**Requirement:** Write down every entry once more, exactly as it reads.

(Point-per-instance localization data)
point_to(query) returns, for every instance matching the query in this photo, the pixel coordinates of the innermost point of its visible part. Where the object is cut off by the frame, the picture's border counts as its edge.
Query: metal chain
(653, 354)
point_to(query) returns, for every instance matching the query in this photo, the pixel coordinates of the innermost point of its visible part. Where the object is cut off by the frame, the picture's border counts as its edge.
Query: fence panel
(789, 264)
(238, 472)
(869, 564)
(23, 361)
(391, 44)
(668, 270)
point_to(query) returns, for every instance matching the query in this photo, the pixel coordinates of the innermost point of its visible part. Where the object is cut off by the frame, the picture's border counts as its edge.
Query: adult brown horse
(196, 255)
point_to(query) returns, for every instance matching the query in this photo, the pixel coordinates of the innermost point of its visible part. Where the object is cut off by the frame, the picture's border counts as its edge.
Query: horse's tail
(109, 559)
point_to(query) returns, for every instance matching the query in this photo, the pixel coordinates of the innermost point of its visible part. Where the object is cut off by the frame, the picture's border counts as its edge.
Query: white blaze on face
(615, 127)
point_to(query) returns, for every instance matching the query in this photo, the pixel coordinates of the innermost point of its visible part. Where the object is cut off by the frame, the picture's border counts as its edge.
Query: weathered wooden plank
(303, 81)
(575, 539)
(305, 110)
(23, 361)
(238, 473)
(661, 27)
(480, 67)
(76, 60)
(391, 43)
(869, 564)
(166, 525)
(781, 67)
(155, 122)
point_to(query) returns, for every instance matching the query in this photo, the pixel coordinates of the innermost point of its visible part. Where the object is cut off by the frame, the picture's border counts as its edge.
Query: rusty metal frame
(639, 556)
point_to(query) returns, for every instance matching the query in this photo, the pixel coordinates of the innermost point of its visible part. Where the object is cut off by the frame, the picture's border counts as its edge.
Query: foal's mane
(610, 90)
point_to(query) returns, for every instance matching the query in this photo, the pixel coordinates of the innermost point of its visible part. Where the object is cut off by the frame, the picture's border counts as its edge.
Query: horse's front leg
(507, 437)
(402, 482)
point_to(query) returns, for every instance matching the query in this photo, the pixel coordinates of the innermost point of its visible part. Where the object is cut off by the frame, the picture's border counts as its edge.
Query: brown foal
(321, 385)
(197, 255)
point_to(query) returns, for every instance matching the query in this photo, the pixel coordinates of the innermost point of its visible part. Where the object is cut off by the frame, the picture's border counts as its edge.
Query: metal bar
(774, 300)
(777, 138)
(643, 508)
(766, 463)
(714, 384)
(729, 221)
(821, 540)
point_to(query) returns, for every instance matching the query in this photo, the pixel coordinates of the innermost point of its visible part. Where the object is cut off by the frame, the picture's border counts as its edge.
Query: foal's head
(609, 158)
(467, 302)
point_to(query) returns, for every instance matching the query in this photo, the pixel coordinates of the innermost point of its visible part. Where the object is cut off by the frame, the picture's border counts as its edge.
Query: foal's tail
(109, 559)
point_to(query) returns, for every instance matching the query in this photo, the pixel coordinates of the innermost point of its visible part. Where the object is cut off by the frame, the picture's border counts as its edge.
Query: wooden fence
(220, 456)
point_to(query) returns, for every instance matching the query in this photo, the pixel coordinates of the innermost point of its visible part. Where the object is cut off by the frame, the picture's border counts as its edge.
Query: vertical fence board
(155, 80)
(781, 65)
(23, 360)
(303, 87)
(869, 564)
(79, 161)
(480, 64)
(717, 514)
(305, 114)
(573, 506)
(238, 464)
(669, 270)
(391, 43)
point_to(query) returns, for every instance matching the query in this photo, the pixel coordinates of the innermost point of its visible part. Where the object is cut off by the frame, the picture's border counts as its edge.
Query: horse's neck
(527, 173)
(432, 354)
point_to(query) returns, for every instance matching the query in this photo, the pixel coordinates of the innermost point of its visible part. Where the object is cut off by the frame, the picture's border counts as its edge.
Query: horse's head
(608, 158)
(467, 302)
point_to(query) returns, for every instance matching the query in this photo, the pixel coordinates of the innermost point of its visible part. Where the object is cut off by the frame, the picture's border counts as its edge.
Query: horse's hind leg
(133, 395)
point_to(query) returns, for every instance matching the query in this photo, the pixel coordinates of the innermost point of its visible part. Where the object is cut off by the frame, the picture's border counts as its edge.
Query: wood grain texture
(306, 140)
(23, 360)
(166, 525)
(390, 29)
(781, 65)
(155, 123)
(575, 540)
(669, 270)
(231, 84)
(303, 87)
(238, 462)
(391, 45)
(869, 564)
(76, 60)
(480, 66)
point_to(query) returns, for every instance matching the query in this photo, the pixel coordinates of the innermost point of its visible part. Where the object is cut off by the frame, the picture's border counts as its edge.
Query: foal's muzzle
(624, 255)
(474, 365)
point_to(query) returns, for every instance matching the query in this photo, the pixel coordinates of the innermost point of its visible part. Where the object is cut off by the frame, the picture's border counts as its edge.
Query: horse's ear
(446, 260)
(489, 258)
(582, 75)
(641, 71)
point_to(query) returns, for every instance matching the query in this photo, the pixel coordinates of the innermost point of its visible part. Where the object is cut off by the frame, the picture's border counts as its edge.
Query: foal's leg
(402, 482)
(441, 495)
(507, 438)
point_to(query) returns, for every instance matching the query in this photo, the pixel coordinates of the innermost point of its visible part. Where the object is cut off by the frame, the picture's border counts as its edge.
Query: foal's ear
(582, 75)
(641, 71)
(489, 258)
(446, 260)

**Response:**
point_to(query) returns, for every instance matching the query in this photo, the pixel coordinates of the innermost point of its visible part. Where the object is cut off by the frame, the picture's border counts as its edge.
Query: metal chain
(653, 354)
point_to(query) returns, for every instance matching the query in this photo, the pixel coordinates of the innermost point of its visible part. Where the object is cut off by the frame, the picture's border counts as its edge.
Query: fence panel
(789, 264)
(238, 472)
(869, 564)
(23, 361)
(391, 44)
(668, 270)
point_to(query) returns, for every instance matching the query in this photo, the pixel coordinates of the innermost point of its visible part. Where the object is cut off by the frame, the picture's border counts as its edge.
Query: adult brown horse
(196, 255)
point_to(query) returns, for every instance matching the query in this photo, the pixel coordinates of the innermost point of its visible part. Where the object is cut off by the frame, the picture's border counts as its edge.
Query: horse's tail
(109, 559)
point_to(query) returns, for every instance matching the query in this photo, the pixel coordinates of the innermost point of its visible part. Where the object is cut off by the frame, the picture's border counts as its edge.
Query: white blaze on face
(615, 127)
point_to(query) returns, for every instance matching the query in this photo, the pixel coordinates of the innermost point of its visible part. Where the object is cut off by the frame, the picture's border counts as its edge.
Query: weathered wooden plank
(303, 81)
(575, 539)
(305, 110)
(23, 361)
(238, 473)
(661, 27)
(480, 67)
(76, 60)
(391, 43)
(869, 564)
(166, 525)
(781, 67)
(155, 122)
point_to(query) returns, for every instance matching the query in this photo, the pixel coordinates of the innermost point of its visible part. Where the object is cut off by the frame, the picture's border counts as its edge.
Query: rusty metal frame
(639, 556)
point_to(query) returns, for every instance matching the query in this photo, the pixel coordinates of the innermost point of its visible part. Where the object is cut off by the frame, the picture's border counts as its edge.
Query: foal's mane
(610, 90)
point_to(query) returns, for every instance matching the query in this photo, the pixel coordinates of the innermost point of its visible part. Where the object is cut off by the frame, the picture's border counts as its edge.
Query: horse's front leg
(507, 437)
(402, 482)
point_to(query) returns, for every instance matching the query in this photo, the pixel coordinates of the innermost point of its visible part. Where the object is cut off by the frame, the picture's border counts as its edge.
Query: brown foal
(321, 385)
(197, 255)
point_to(query) returns, for every instance matching the query in this photo, the pixel coordinates of the innermost point of its visible part. Where the object is cut off by the frame, the picture's border counts as its edge.
Query: metal bar
(774, 300)
(777, 138)
(643, 508)
(766, 463)
(714, 384)
(729, 221)
(821, 540)
point_to(query) returns, for every instance matching the query in this photo, the pixel coordinates of the innermost point of its visible part. Where the object is cut off by the frame, the picture's border counts as its edge.
Query: foal's head
(609, 158)
(467, 302)
point_to(query) returns, for every instance matching the query in this photo, the pixel coordinates of the innermost point of its visible part. Where the object is cut off by the frame, the picture's border counts as its edge.
Query: foal's tail
(109, 559)
point_to(query) returns, for every instance matching the query in this photo, the pixel coordinates of the innermost point of its visible part. Where the object is cut off by the frame, the picture's border counts as its edge.
Query: wooden fence
(220, 456)
point_to(query) returns, for every instance matching the query in this photo, the pixel coordinates of the innermost point of its visible part. Where the object is cut off by the frame, the picture's border counts as its edge.
Query: vertical fence board
(155, 80)
(781, 65)
(23, 360)
(303, 87)
(869, 564)
(79, 161)
(480, 64)
(717, 514)
(305, 114)
(573, 506)
(238, 464)
(669, 270)
(391, 43)
point_to(query) returns, for every instance matching the query in this photo, the pixel coordinates of the innermost point of its visible part. Where the object is cut off by the frame, the picture's border counts as its edge.
Query: horse's neck
(527, 173)
(432, 354)
point_to(query) returns, for every instance matching the query in this photo, the pixel coordinates of the innermost point of its visible part. Where the object is cut off by the frame, the picture's border counts as its edge.
Query: horse's head
(608, 158)
(467, 302)
point_to(query) returns, for every instance matching the query in this photo, the pixel coordinates of the innermost point of its visible part. Where the object is cut off by the frame, the picture's border counts as its edge.
Query: horse's hind leg
(133, 395)
point_to(query) returns, for every instance matching the query in this photo, the pixel coordinates of the innermost point of its visible part. Where the object is cut off by the frame, the picture's border counts as its edge.
Query: wood grain texture
(306, 140)
(23, 360)
(166, 525)
(390, 29)
(781, 65)
(155, 123)
(575, 540)
(669, 270)
(231, 84)
(303, 87)
(238, 462)
(391, 45)
(869, 564)
(76, 60)
(480, 66)
point_to(query) returns, for every instance matching the query in this photo, the pixel coordinates of the innermost point of its visible part. Where the object is cut off by the frame, the picture's border counts as its edge.
Query: foal's muzzle
(624, 255)
(474, 365)
point_to(query) returns, for every instance matching the query in this photo, the pixel coordinates of the innermost point of its visible part. Where the object is cut off by the frame, the picture's border counts as its edge.
Query: horse's ear
(446, 260)
(489, 258)
(582, 75)
(641, 71)
point_to(query) returns, for every instance matching the query in this photo, the pixel coordinates of the innermost point of its visible part. Where the object is cut off by the frame, the picture's border counts as its edge.
Query: foal's leg
(402, 482)
(441, 495)
(507, 438)
point_to(query) returns, for every instance matching the query in this photo, the pixel coordinates of the innermost point of its visible part. Where the object is cut off by the frame, the picture's border counts as its edge.
Query: foal's ear
(582, 75)
(641, 71)
(489, 258)
(446, 260)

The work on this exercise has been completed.